= The exercise =
Reproduce verbatim the items from the line containing "Spot the blue" through the line containing "Target: paved road", including both of those lines and nothing else.

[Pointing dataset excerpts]
++++++++++

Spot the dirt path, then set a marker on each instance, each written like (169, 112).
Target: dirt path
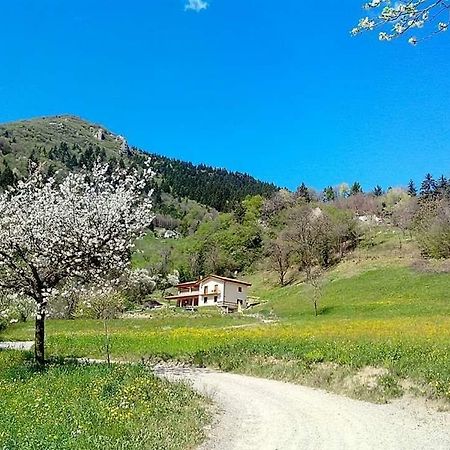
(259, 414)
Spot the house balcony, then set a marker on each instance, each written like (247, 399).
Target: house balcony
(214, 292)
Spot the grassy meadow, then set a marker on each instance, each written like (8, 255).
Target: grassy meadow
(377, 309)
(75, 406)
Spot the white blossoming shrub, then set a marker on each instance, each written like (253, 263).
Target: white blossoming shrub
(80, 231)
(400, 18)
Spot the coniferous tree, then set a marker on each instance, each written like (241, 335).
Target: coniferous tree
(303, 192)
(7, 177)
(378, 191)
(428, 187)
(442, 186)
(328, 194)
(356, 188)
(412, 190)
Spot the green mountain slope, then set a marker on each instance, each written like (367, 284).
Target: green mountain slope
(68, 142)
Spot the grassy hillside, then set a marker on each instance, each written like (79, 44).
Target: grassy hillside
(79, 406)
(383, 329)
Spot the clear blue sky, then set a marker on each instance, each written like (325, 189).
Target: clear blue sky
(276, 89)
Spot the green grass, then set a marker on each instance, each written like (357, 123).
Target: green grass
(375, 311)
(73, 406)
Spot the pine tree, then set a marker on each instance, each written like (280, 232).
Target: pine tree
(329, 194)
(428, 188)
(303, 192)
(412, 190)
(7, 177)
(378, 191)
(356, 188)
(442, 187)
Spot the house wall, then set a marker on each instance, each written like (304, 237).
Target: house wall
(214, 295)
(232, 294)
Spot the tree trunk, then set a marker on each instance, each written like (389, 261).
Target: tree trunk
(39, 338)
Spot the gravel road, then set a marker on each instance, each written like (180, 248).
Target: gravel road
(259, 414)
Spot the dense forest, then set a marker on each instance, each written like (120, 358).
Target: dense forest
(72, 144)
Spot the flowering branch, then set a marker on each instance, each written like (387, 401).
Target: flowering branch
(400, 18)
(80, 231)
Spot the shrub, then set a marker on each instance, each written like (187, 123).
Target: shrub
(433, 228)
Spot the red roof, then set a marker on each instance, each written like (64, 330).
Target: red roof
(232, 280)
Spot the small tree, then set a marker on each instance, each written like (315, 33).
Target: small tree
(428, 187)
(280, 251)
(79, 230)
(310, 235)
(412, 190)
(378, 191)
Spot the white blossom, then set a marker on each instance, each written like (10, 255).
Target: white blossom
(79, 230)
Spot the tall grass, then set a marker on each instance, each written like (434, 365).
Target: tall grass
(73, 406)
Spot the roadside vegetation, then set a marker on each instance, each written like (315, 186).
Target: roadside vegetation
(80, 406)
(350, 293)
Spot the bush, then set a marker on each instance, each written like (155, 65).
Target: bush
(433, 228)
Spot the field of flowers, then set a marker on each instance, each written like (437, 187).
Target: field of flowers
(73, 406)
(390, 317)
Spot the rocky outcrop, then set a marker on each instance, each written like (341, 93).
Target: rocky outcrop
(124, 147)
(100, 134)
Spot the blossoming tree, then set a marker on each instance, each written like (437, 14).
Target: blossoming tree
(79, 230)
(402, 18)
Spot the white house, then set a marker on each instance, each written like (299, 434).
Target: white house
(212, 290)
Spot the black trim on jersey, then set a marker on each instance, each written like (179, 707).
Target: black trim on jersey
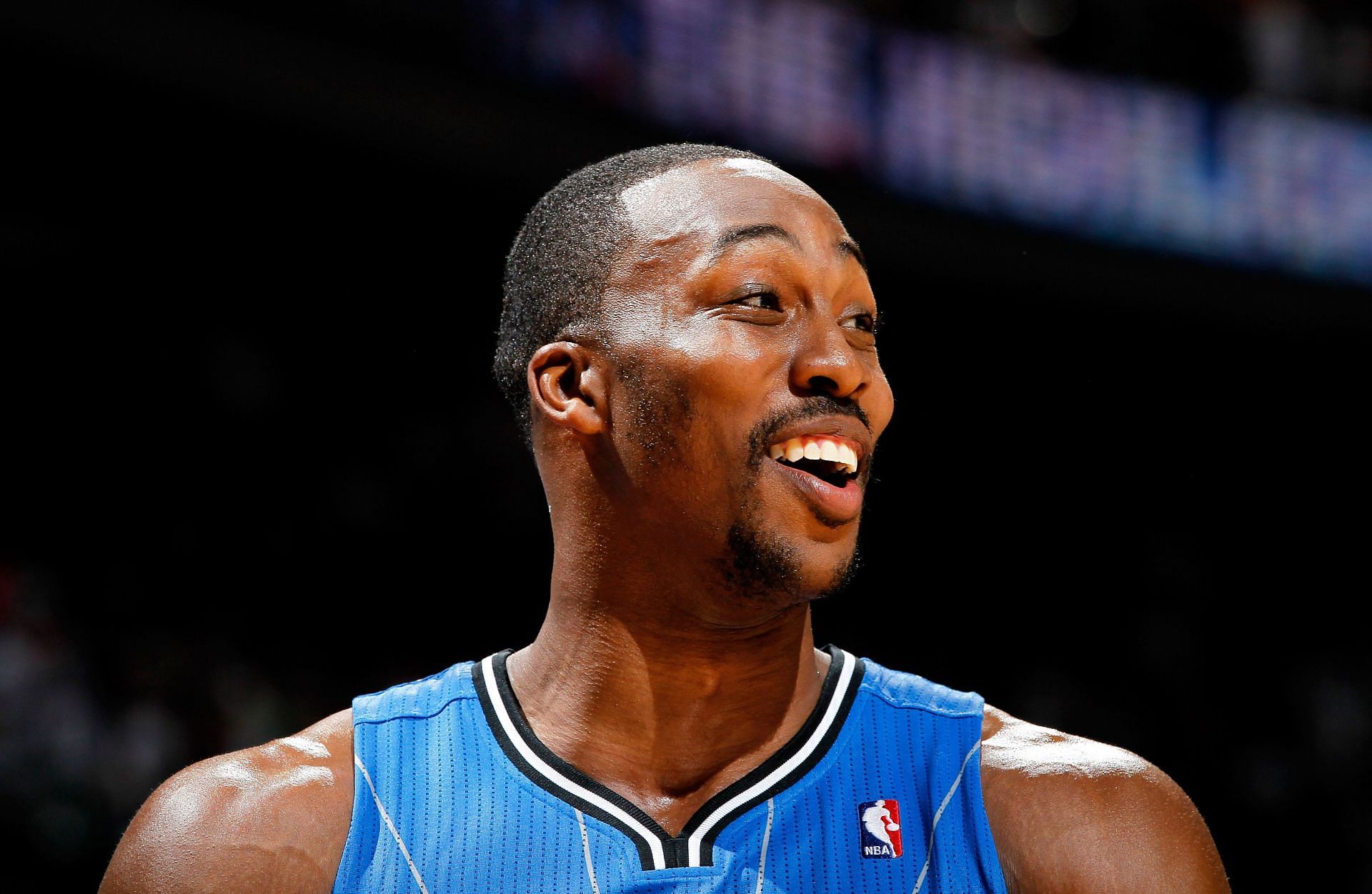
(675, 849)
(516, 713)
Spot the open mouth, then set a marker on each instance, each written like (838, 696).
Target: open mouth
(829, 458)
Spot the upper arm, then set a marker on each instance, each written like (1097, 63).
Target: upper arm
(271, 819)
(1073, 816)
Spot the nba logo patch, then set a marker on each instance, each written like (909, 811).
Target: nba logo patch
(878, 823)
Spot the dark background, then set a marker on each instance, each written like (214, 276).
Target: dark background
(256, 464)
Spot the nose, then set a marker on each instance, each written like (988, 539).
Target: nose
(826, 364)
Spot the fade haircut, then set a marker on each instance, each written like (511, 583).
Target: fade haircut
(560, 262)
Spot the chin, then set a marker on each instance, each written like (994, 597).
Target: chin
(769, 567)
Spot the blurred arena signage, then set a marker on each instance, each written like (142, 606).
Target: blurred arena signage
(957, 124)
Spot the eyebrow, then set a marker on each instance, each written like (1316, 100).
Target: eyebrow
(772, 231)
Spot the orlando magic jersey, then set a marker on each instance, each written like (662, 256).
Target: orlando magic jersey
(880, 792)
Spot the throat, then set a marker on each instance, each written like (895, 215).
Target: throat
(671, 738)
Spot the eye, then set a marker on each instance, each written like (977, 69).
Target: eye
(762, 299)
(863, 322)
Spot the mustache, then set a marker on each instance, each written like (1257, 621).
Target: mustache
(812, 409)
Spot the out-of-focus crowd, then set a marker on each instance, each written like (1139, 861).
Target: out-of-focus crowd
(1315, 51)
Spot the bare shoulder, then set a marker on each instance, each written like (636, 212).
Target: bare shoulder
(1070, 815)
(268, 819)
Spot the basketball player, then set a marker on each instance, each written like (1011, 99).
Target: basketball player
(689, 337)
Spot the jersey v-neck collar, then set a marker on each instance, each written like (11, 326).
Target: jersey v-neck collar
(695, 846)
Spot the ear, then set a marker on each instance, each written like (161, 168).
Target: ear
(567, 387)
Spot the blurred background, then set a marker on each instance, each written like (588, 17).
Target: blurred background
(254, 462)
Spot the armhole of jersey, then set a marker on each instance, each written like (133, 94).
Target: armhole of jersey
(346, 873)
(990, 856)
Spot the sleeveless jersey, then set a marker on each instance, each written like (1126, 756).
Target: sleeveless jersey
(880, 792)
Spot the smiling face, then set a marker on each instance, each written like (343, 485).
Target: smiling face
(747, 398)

++++++++++

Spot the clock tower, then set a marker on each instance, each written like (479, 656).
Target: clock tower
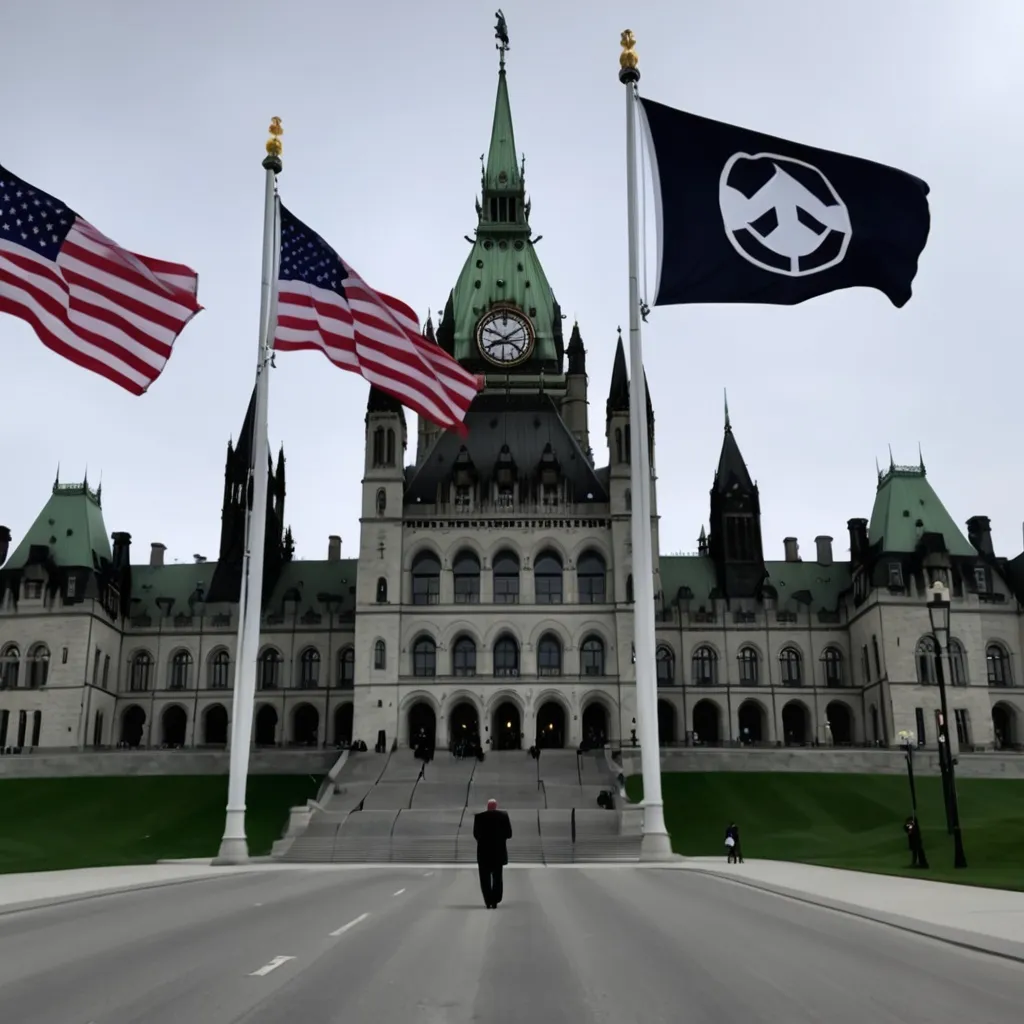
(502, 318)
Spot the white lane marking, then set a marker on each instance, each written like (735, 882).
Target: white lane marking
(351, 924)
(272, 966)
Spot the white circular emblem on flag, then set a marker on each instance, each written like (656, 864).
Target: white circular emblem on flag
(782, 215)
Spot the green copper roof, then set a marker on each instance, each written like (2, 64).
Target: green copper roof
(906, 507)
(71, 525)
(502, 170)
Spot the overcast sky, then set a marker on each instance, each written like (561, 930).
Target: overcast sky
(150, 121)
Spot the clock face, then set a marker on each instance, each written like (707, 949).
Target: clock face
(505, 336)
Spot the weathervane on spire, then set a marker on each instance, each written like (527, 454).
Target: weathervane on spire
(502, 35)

++++++++++

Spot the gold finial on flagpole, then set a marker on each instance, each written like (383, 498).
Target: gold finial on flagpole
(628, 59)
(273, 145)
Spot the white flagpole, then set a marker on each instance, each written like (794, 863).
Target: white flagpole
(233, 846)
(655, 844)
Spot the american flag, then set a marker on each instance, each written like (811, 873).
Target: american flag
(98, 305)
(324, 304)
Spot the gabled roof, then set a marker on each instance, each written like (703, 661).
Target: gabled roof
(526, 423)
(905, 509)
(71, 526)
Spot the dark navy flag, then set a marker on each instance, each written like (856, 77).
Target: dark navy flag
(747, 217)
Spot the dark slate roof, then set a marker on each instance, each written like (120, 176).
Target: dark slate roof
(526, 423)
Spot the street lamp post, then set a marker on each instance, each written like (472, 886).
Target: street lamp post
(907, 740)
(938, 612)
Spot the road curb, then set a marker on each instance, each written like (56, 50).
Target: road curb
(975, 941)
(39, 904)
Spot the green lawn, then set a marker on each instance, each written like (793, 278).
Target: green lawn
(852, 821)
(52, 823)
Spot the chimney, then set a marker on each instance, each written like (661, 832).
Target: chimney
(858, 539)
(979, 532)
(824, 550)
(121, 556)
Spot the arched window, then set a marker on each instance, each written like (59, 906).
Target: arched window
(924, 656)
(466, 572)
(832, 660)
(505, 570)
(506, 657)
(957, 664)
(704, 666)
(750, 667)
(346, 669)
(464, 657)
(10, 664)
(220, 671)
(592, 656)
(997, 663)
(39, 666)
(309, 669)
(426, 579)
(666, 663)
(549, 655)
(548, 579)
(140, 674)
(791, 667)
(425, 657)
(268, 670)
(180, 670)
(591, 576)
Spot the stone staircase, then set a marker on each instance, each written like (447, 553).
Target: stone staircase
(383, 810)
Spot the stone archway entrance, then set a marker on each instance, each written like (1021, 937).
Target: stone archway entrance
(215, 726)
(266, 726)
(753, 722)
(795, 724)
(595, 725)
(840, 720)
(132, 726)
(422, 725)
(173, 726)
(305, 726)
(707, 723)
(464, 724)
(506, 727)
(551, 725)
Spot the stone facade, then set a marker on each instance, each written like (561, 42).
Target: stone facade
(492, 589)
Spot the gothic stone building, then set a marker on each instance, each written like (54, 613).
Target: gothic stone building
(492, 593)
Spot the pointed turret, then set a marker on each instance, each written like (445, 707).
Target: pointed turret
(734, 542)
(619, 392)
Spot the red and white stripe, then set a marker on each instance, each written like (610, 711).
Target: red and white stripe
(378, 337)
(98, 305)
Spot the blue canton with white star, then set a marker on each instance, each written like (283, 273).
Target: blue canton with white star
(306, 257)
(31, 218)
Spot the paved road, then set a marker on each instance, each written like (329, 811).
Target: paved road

++++++++++

= Answer to this exercise =
Spot the blue canton with white star, then set a marker on each instance, each written like (283, 273).
Target: blue canton with white star
(306, 257)
(31, 218)
Spot the paved road, then set a marker on each instance, each written like (329, 811).
Target: paved road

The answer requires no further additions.